Monday, June 14, 2010

Wrestling...

I'm at such a cross-roads of belief, searching, not knowing what to do after I graduate in a year, if I'll even use this degree in any sort of capacity (but if I don't finish it now, I'd have to do the new program which is more work), where I'll even be living- everything is just up in the air and open for debate. The doctors said I would probably never return to graduate school- and I was back within 6 months. They didn't realize how stubborn I was, and how badly I wanted to finish my degree that I was over halfway done with. So not only have I had to fight to get "normal functioning" back (swallowing, walking, talking, etc), but now I'm fighting to finish my degree (which I have no idea how I'll use in the end now), fighting to comprehend my readings and studying- all of the things that used to come so second nature to me in this program. Not that it was ever easy by any stretch, but it just takes sooo much more work now. I hate having to use my "accommodations" on my account (extra time on papers, tests, etc)- because I'm in graduate school and should be able to do this. Even for someone without a TBI, the reading is incredibly dense and a lot to wade through. I think those voices that I can't handle it are just attacks of the Enemy wanting me to give up, but it's so hard and discouraging when it doesn't come easy to me anymore. So not only am I having to re-acclimate to a place I lived earlier this year and new apartment-mates, being back in the classroom for this Theology class, living sudo-independently again, learning about my new internship- but my whole life and future seems to be up in the air too. My life currently gives new meaning to wrestling and figuring things out, and I'm pretty much doing it alone. When I was desiring independence last year when I was in the hospital, doing things alone wasn't really what I had in mind- not that I wanted someone to hold my hand through it all either.

== WHAT THIS EXERCISE ASKS ==
**a.** List the abilities that the June 14, 2010 "Wrestling..." post names as part of the "normal functioning" the writer had to fight to get back.
**b.** Continue the June 14, 2010 "Wrestling..." post from its final sentence, keeping the writer's first-person voice.

== INFORMATION PROVIDED ==
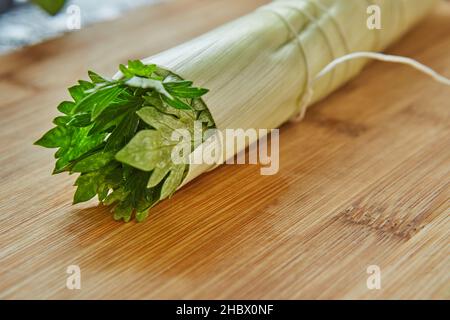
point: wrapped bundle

== RESULTS BY TASK ==
**a.** swallowing, walking, talking

**b.**
I've going to a support group tomorrow with my friend Tara for people who are young that have had strokes called YESS- Young, Enthusiastic, Stroke Survivors. I've wanted to go since I got out out the hospital last June. I think it will be really good for me to find other people who are like me that their brains have turned against them and they're questioning a lot. I'm looking forward to meeting other people that have had to endure a lot and forming friendships with others that have had to overcome these obstacles or similar ones. Things are just incredibly complicated and there isn't one clear cut answer I'm finding as I mature and figure out this thing called "life".